START SUPPLIED DATA
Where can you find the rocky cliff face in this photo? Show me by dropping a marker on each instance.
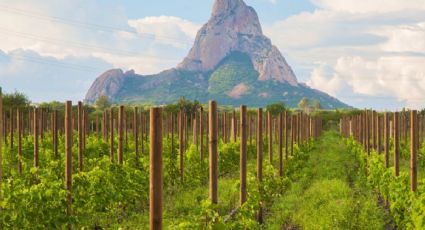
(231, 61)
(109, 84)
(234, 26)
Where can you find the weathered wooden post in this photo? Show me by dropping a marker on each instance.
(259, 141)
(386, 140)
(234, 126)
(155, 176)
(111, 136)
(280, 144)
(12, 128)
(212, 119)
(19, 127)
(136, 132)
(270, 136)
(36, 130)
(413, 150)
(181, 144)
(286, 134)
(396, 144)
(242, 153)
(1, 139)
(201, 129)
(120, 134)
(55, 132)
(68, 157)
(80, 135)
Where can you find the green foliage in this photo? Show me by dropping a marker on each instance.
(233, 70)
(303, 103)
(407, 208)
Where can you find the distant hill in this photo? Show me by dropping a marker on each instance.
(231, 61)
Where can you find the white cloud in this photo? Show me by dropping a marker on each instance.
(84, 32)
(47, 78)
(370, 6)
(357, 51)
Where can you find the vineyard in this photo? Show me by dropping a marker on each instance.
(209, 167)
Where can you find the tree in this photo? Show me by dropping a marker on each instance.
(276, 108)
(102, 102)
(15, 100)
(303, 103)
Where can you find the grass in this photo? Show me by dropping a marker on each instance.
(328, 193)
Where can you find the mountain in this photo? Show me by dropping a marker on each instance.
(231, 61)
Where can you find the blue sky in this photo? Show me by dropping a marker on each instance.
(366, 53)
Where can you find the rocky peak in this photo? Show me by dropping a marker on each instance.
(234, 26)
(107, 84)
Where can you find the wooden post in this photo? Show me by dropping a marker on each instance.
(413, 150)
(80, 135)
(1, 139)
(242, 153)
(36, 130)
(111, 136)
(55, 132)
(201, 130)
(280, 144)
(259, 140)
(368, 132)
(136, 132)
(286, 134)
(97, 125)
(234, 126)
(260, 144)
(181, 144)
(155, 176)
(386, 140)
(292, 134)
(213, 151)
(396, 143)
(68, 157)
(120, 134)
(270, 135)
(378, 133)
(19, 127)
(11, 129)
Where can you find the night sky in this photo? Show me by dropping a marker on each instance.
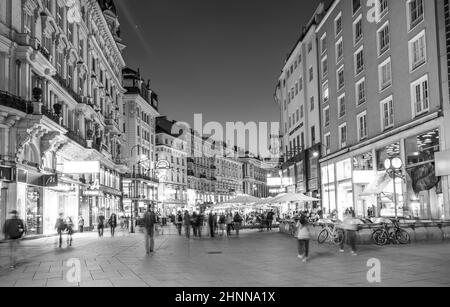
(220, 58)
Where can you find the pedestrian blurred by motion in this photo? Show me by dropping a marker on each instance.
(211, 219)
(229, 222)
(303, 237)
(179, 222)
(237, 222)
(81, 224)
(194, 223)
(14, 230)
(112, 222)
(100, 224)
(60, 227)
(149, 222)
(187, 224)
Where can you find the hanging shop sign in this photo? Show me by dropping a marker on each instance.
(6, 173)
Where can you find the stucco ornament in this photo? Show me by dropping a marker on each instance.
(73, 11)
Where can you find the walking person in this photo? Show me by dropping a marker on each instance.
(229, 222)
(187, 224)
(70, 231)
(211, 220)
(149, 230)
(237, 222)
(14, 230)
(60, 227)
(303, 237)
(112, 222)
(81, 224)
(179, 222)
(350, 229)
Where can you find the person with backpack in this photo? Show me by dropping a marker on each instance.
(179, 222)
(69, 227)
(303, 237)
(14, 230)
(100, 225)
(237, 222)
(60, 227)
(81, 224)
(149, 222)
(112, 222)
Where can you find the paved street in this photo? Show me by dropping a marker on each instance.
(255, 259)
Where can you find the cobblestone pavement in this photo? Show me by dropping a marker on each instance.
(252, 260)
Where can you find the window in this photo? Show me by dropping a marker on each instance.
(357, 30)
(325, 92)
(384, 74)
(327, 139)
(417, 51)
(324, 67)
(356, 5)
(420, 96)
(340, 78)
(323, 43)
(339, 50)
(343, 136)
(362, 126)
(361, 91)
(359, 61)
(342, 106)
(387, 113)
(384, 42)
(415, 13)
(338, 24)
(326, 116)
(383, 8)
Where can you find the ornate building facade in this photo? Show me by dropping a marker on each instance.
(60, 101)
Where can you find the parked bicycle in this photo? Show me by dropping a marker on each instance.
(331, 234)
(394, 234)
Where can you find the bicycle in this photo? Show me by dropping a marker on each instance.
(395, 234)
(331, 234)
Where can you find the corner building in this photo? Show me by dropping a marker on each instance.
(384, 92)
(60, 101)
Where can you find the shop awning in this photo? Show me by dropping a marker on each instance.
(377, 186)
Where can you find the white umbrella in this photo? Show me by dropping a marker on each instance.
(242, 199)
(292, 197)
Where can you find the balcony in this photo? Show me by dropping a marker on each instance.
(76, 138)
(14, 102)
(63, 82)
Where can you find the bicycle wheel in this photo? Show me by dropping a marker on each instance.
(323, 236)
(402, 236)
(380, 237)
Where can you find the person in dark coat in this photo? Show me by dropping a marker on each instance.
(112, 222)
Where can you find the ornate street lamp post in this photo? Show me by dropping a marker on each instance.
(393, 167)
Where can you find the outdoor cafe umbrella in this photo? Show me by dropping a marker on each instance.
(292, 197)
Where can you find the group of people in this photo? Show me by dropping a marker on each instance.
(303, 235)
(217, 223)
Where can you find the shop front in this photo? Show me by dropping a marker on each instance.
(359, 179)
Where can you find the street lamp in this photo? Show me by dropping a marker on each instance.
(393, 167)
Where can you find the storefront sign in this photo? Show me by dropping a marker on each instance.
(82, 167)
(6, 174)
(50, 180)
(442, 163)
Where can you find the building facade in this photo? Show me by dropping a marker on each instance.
END SUPPLIED DATA
The reply must hold every line above exactly as written and none of the pictures.

Where can you find the rocky cliff face in this photo? Show me by dropping a marker on each instance.
(231, 61)
(109, 84)
(234, 26)
Where can you find the weathered wooden post in this photo? Show me by dropping a marker on each instance.
(259, 141)
(386, 140)
(234, 126)
(155, 176)
(111, 136)
(280, 144)
(12, 128)
(212, 119)
(19, 127)
(136, 132)
(270, 136)
(36, 130)
(413, 150)
(181, 144)
(286, 134)
(396, 144)
(242, 153)
(1, 139)
(201, 129)
(120, 134)
(55, 132)
(68, 157)
(80, 135)
Where can you find the green foliage in this photo? Show me by dropping a marker on each instance.
(233, 70)
(303, 103)
(407, 208)
Where can you find the distant hill in this photo? Show me by dropping a marker on each instance.
(231, 61)
Where can you find the white cloud in this photo? Show me by dropping a marker on each instance.
(84, 32)
(47, 78)
(370, 6)
(357, 51)
Where can you find the vineyard in this photo? Show me by dropping a marker on each instance.
(209, 167)
Where can you find the tree in this photo? Show me by dropping a marker on each instance.
(276, 108)
(102, 102)
(15, 100)
(303, 103)
Where can you find the grass in this photo? Show me by dropping a marker on each instance.
(328, 193)
Where can you find the mountain in this photo? Show me by dropping a marker on each instance.
(231, 61)
Where can you find the blue sky in this photo? Show me by dropping a marker on each instance.
(366, 53)
Where can you find the rocky peak in this photo? Show me by dropping a marker on each instance.
(234, 26)
(107, 84)
Where can you find the wooden post in this photo? Show me by dropping a marker on each instance.
(413, 150)
(80, 135)
(1, 139)
(242, 153)
(36, 130)
(111, 136)
(55, 132)
(201, 130)
(280, 144)
(259, 140)
(368, 132)
(136, 132)
(286, 134)
(97, 125)
(234, 126)
(260, 144)
(181, 144)
(155, 176)
(386, 140)
(292, 134)
(213, 151)
(396, 143)
(68, 157)
(120, 134)
(270, 135)
(378, 133)
(19, 127)
(11, 129)
Where can you find the night sky in this photo? Show me by dropping a marker on each instance.
(220, 58)
Where can you find the pedestrian blurred by motion in this photo? Show me by dropping a marker on each instance.
(211, 219)
(229, 222)
(303, 237)
(179, 222)
(237, 222)
(81, 224)
(194, 223)
(14, 230)
(112, 222)
(100, 224)
(60, 227)
(149, 222)
(187, 224)
Where can you find the hanging shop sign in this photo? Show me by dropping a marker on each instance.
(6, 173)
Where can you find the stucco ornament in this photo? Show me by dropping a marker on each instance.
(73, 11)
Where can you find the walking person in this photo? Show me by dropping a marker on each instance.
(229, 222)
(187, 224)
(70, 231)
(211, 220)
(149, 230)
(237, 222)
(14, 230)
(60, 227)
(303, 237)
(112, 222)
(81, 224)
(179, 222)
(350, 229)
Where can you find the person with backpack in this photo? Show me by dropping a marker on each instance.
(179, 222)
(69, 227)
(303, 237)
(14, 230)
(100, 225)
(237, 222)
(60, 227)
(81, 224)
(149, 222)
(112, 222)
Where can you find the paved street in this photo? Show me by dropping a marker on each instance.
(255, 259)
Where can you find the cobblestone pavement in this photo? Show me by dropping a marker on each instance.
(252, 260)
Where can you find the window in this photo? Show me by dropping a marker on each instance.
(357, 30)
(325, 92)
(384, 74)
(327, 139)
(417, 51)
(324, 67)
(356, 5)
(420, 96)
(340, 78)
(323, 43)
(339, 50)
(343, 136)
(362, 126)
(361, 91)
(359, 61)
(342, 106)
(387, 113)
(384, 42)
(415, 13)
(338, 24)
(326, 116)
(383, 8)
Where can you find the ornate building facade in this photo? Show me by dropping a marker on each instance.
(60, 101)
Where can you find the parked bicycle in this photo? Show me by dropping a marker on each instance.
(331, 234)
(394, 234)
Where can you find the bicycle in this photo? Show me by dropping a marker on each instance.
(395, 234)
(331, 234)
Where can you find the corner building in this photo? Show me by dropping a marker on each instance.
(384, 92)
(60, 101)
Where can you find the shop awning in this photo? Show me by dropping a marker on each instance.
(377, 186)
Where can you find the white umbrella in this photo? Show me by dropping a marker on each instance.
(242, 199)
(292, 197)
Where can you find the balcony in this photo? Show me by dropping a marker on each instance.
(76, 138)
(14, 102)
(63, 82)
Where can you find the bicycle wheel in this photo? Show me by dropping a marker on each instance.
(323, 236)
(402, 236)
(380, 237)
Where can you find the person in dark coat in this photo? Show me by dropping a marker on each instance.
(112, 222)
Where can you find the ornate street lamp post in this photo? Show me by dropping a marker on each instance.
(393, 167)
Where can you find the outdoor cafe umbrella in this photo? Show me by dropping a marker on each instance.
(292, 197)
Where can you find the group of people in this photo? Show me by dropping a marker on each instance.
(303, 235)
(217, 223)
Where can you find the shop front in this photo? Show me by dropping a marker on each instance.
(359, 179)
Where can you find the street lamp in this photo? Show me by dropping a marker on each instance.
(393, 167)
Where can you find the storefront sign in this photo? Show me by dropping a marker on each instance.
(82, 167)
(6, 174)
(50, 180)
(442, 163)
Where can you find the building facade in this photo? Show me by dropping a marker on each instance.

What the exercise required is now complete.